Problem. Format the lines below as a JSON list of strings, one string per line, omitting blank lines. Leave the pictures out.

---------- Exercise material

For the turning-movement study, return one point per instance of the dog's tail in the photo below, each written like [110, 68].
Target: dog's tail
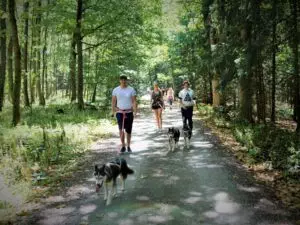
[124, 168]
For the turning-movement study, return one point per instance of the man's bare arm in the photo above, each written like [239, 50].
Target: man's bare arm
[134, 103]
[113, 105]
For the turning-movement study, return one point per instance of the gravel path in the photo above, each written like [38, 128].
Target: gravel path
[204, 185]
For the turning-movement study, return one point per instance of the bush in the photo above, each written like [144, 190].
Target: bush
[46, 138]
[264, 142]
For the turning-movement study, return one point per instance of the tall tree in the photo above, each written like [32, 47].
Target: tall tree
[39, 57]
[80, 54]
[2, 52]
[72, 67]
[295, 50]
[274, 50]
[25, 53]
[17, 64]
[10, 69]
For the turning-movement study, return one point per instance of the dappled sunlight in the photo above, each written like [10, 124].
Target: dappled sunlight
[59, 210]
[49, 220]
[195, 193]
[248, 189]
[268, 206]
[224, 204]
[142, 198]
[192, 200]
[86, 209]
[55, 199]
[171, 180]
[126, 222]
[202, 144]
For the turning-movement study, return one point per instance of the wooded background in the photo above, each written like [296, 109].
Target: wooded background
[242, 55]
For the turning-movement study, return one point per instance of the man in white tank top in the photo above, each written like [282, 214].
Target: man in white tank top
[124, 104]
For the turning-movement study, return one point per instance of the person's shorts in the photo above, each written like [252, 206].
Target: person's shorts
[155, 107]
[127, 123]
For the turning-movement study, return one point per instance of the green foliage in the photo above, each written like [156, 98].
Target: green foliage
[47, 138]
[263, 142]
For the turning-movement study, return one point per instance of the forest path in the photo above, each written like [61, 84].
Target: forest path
[204, 185]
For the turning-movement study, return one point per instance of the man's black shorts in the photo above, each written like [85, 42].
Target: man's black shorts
[127, 123]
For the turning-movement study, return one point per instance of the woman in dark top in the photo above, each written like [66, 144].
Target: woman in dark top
[157, 105]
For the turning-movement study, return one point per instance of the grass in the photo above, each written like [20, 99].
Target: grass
[47, 145]
[262, 142]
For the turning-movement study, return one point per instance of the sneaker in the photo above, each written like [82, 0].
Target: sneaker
[123, 149]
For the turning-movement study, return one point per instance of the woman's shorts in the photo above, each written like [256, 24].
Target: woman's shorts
[156, 107]
[127, 123]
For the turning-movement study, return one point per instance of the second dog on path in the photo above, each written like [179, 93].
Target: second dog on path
[109, 172]
[187, 134]
[174, 135]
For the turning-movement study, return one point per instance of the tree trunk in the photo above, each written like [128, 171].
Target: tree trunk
[10, 68]
[17, 51]
[274, 50]
[38, 63]
[2, 54]
[260, 93]
[216, 95]
[246, 79]
[73, 68]
[32, 64]
[44, 73]
[25, 81]
[295, 49]
[80, 55]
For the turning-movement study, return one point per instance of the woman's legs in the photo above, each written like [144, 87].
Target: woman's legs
[156, 116]
[159, 112]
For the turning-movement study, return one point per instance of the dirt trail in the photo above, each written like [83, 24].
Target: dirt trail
[204, 185]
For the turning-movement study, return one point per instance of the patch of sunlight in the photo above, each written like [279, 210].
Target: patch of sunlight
[55, 199]
[192, 200]
[227, 207]
[171, 180]
[195, 193]
[53, 220]
[60, 210]
[142, 198]
[187, 213]
[202, 144]
[75, 190]
[224, 204]
[126, 222]
[112, 215]
[85, 209]
[211, 214]
[159, 218]
[248, 189]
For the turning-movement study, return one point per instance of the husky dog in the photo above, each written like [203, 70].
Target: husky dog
[173, 134]
[187, 134]
[109, 172]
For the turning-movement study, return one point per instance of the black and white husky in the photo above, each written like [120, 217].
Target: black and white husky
[109, 172]
[187, 134]
[173, 134]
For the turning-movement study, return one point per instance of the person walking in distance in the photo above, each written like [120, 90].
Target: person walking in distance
[124, 106]
[170, 96]
[186, 96]
[157, 105]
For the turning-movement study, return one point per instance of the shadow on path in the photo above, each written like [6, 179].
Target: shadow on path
[203, 185]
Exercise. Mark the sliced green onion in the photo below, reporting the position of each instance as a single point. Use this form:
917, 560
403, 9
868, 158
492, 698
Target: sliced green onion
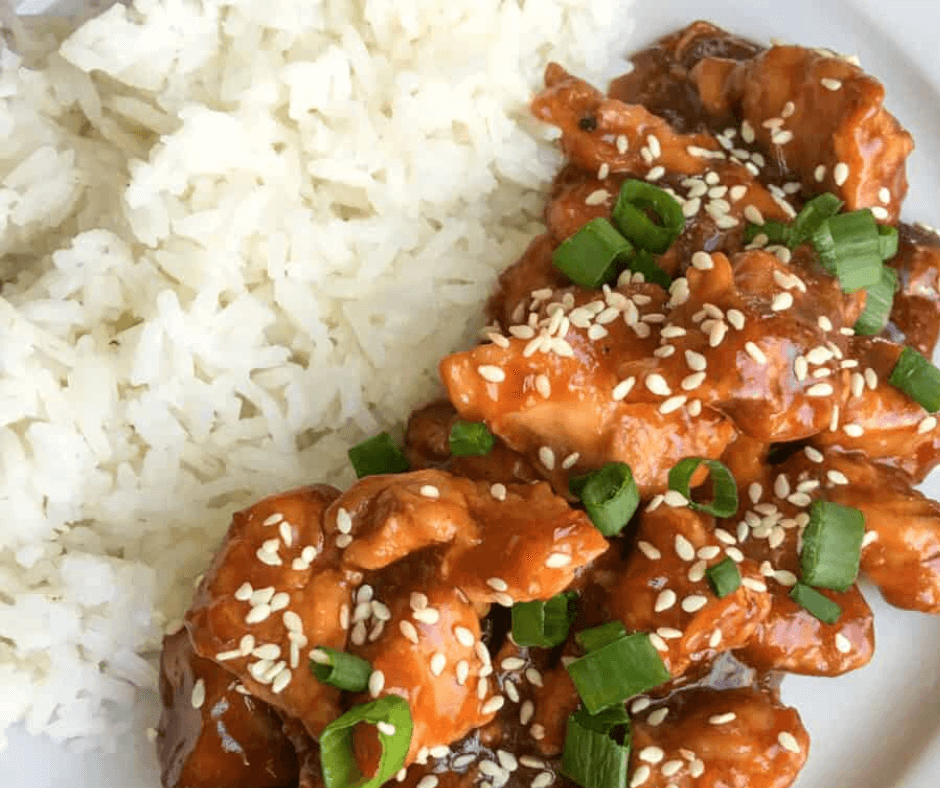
849, 247
822, 607
878, 302
589, 257
377, 455
887, 241
813, 214
598, 637
643, 263
725, 503
543, 624
917, 378
832, 545
621, 669
630, 216
594, 758
724, 578
340, 669
775, 232
610, 496
336, 743
470, 439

--------------------

Complete response.
[
  "For the turning-movement study, return one point per instance of the dog's tail in the photo below, each written like [110, 68].",
  "Target: dog's tail",
  "[124, 168]",
  "For the turning-movement study, return one point per instance of the man's bare arm in the photo above, each written like [239, 50].",
  "Target: man's bare arm",
  "[134, 103]",
  "[113, 105]",
  "For the turning-movement study, return one point per instance of the gravel path in the photo above, each written like [38, 128].",
  "Target: gravel path",
  "[204, 185]",
  "For the turning-movement study, return one point per instance of the bush in the photo above, each written like [144, 190].",
  "Target: bush",
  "[46, 138]",
  "[264, 142]",
  "For the turning-movement study, return one point per instance of the tall tree in the photo above, each written like [32, 47].",
  "Target: tall tree",
  "[39, 57]",
  "[80, 54]",
  "[2, 52]",
  "[72, 67]",
  "[295, 50]",
  "[274, 50]",
  "[25, 53]",
  "[17, 64]",
  "[10, 69]",
  "For the turning-movement study, return one point per instance of the dappled sunlight in the photo above, each written like [10, 124].",
  "Target: dappled sunlight",
  "[59, 210]",
  "[49, 220]",
  "[195, 193]",
  "[248, 189]",
  "[268, 206]",
  "[224, 204]",
  "[142, 198]",
  "[192, 200]",
  "[86, 209]",
  "[55, 199]",
  "[171, 180]",
  "[126, 222]",
  "[202, 144]",
  "For the turning-movement study, return one point per instance of the wooded background in the photo above, each written like [296, 109].",
  "Target: wooded background",
  "[242, 55]",
  "For the turning-movement study, return one point per instance of the man in white tank top in the photo above, each written like [282, 214].",
  "Target: man in white tank top",
  "[124, 104]",
  "For the turning-movement study, return one point per instance of the person's shorts in the photo above, each written like [252, 206].",
  "Target: person's shorts",
  "[155, 107]",
  "[127, 123]",
  "For the turning-movement study, return one point per instance of the green foliage in the photo above, each written like [156, 98].",
  "Target: green foliage",
  "[47, 138]",
  "[263, 142]",
  "For the turning-movement study, return one point per instance of the forest path in the photo above, each written like [61, 84].",
  "Target: forest path",
  "[204, 185]",
  "For the turning-movement study, return one point per instance of the man's black shorts in the photo above, each written like [85, 42].",
  "Target: man's black shorts",
  "[127, 123]",
  "For the turning-movement study, return one point per instance of the woman in dark top in the photo above, each written like [66, 144].",
  "Target: woman in dark top",
  "[157, 105]",
  "For the turning-movement study, return one point per instance of the grass in the photo above, each written like [20, 99].",
  "Target: grass",
  "[47, 145]",
  "[262, 142]",
  "For the turning-movement study, return one point per instance of the sneaker in the photo above, each written like [82, 0].",
  "Target: sneaker",
  "[123, 149]",
  "For the turning-movement study, return one point per instance of the woman's shorts in the photo above, each written like [256, 24].",
  "Target: woman's shorts",
  "[156, 107]",
  "[127, 123]",
  "For the turning-movement study, return one point per instance of the second dog on path in the photo above, each written like [179, 93].",
  "Target: second dog on path",
  "[109, 172]",
  "[187, 134]",
  "[174, 135]",
  "For the turning-movement study, return one point per instance of the tree trunk in the photo above, each written like [128, 171].",
  "Target: tree trunk",
  "[10, 68]",
  "[17, 51]",
  "[274, 50]",
  "[38, 63]",
  "[2, 54]",
  "[260, 93]",
  "[216, 95]",
  "[246, 79]",
  "[73, 68]",
  "[32, 64]",
  "[44, 73]",
  "[25, 81]",
  "[295, 49]",
  "[80, 55]",
  "For the turning-movement study, return one point per instance of the woman's legs in the photo above, each written like [144, 87].",
  "Target: woman's legs",
  "[156, 116]",
  "[159, 112]",
  "For the turning-movement study, return one point per instance of the dirt trail in the photo above, each written like [83, 24].",
  "Target: dirt trail",
  "[204, 185]",
  "For the turning-movement study, return one point per instance of the patch of sunlight in the photo above, each written like [279, 210].",
  "Target: patch of sunlight",
  "[55, 199]",
  "[192, 200]",
  "[227, 207]",
  "[171, 180]",
  "[195, 193]",
  "[53, 220]",
  "[60, 210]",
  "[142, 198]",
  "[187, 213]",
  "[202, 144]",
  "[75, 190]",
  "[224, 204]",
  "[126, 222]",
  "[112, 215]",
  "[85, 209]",
  "[211, 214]",
  "[159, 218]",
  "[248, 189]",
  "For the turning-movement study, return one point per instance of the husky dog in the photo above, each written like [203, 70].",
  "Target: husky dog",
  "[173, 134]",
  "[187, 134]",
  "[109, 172]",
  "For the turning-movement study, return one point per instance of the black and white husky in the photo above, each written like [120, 217].",
  "Target: black and white husky",
  "[109, 172]",
  "[187, 134]",
  "[173, 134]",
  "For the turning-movement study, return one point per instance of the person walking in distance in the photo above, each written like [120, 90].",
  "Target: person walking in distance",
  "[124, 106]",
  "[170, 96]",
  "[186, 96]",
  "[157, 105]",
  "For the turning-movement study, return one point per instance of the shadow on path in the photo above, each written like [6, 179].",
  "Target: shadow on path",
  "[203, 185]",
  "Exercise. Mark the sliced green onion in the photo below, reporting the position of each instance as a single point. Use this form:",
  "917, 560",
  "403, 9",
  "868, 158",
  "492, 698",
  "Target: sliced green onion",
  "849, 247",
  "822, 607",
  "878, 302",
  "589, 257",
  "377, 455",
  "887, 241",
  "813, 214",
  "598, 637",
  "643, 263",
  "725, 503",
  "543, 624",
  "917, 378",
  "832, 545",
  "621, 669",
  "630, 216",
  "594, 758",
  "724, 578",
  "340, 669",
  "775, 232",
  "610, 496",
  "336, 743",
  "470, 439"
]